The most famous dishes from every ethnic group are generally what was "poor man's" food. Taco's, spagetti, stir fry garden veggies over rice, chicken 'n dumplings, pasties, etc.

By adding grain and garden vegetables to expensive meat the meal will feed twice as many people at least.


----------



## GREENCOUNTYPETE (Jul 25, 2006)

from my experience working the food pantry and working as a cook/host for family a homeless shelter program the thing I found is what most poor people eat isn't really low cost food.

lots of boxed meals and some what convenience items ,low cost per purchase but not low cost per serving.

true low cost per serving meals are things like Rice and beans , but you couldn't give away the Mylar bags of pinto beans and frozen hams at the food pantry.
boxed meals were the hot commodity and ground beef 

there were turkeys and hams and big roasts that people just didn't know what to do with these things , it was too much for one meal and they didn't have the education in cooking to use these things.to cook ahead.

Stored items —

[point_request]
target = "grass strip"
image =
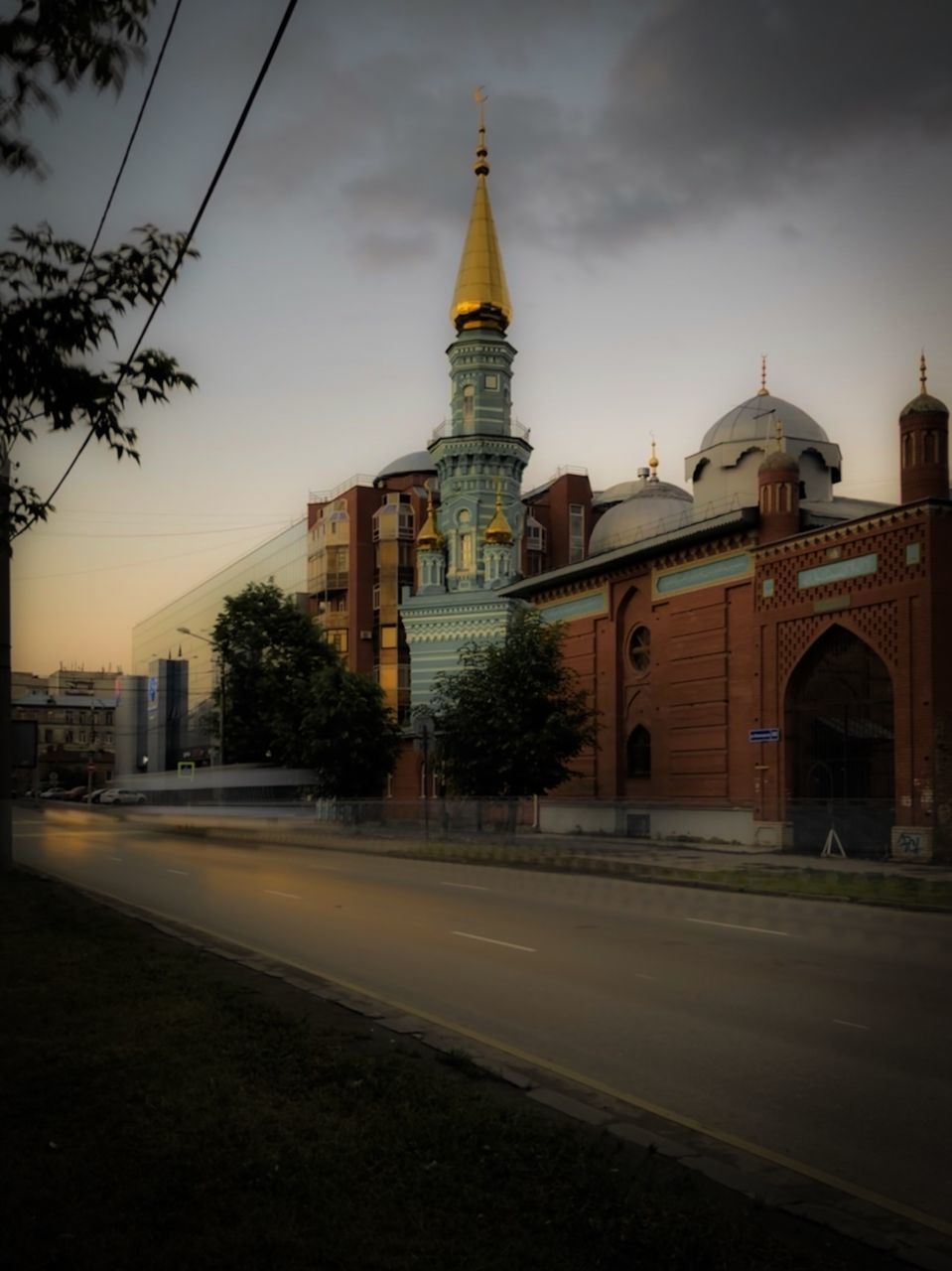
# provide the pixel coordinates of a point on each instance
(162, 1110)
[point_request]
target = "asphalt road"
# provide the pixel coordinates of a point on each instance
(815, 1030)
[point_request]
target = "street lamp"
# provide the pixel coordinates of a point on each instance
(187, 631)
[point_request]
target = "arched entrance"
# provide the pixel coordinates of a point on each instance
(840, 754)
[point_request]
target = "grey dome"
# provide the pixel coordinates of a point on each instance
(755, 418)
(417, 462)
(653, 507)
(616, 494)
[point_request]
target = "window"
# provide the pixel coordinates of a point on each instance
(639, 752)
(639, 648)
(576, 532)
(467, 553)
(535, 534)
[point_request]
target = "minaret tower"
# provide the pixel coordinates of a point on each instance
(479, 446)
(470, 545)
(923, 439)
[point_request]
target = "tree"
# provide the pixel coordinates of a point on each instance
(510, 721)
(290, 699)
(348, 735)
(68, 44)
(59, 307)
(268, 651)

List of tasks —
1. From the forum excerpt on low-cost food, quote the passage starting at "true low cost" and ending at "things.to cook ahead.".
2. Decide whether each statement agrees with the forum excerpt on low-cost food, answering yes or no and quoting the words of the excerpt that settle it: (a) Boxed meals were in demand at the food pantry. (b) Mylar bags of pinto beans were easy to give away at the food pantry. (c) Adding grain and garden vegetables to expensive meat lets a meal feed at least twice as many people.

Solutions to each task —
1.
true low cost per serving meals are things like Rice and beans , but you couldn't give away the Mylar bags of pinto beans and frozen hams at the food pantry.
boxed meals were the hot commodity and ground beef 

there were turkeys and hams and big roasts that people just didn't know what to do with these things , it was too much for one meal and they didn't have the education in cooking to use these things.to cook ahead.

2.
(a) Yes: "boxed meals were the hot commodity"
(b) No: "you couldn't give away the Mylar bags of pinto beans and frozen hams at the food pantry"
(c) Yes: "By adding grain and garden vegetables to expensive meat the meal will feed twice as many people at least."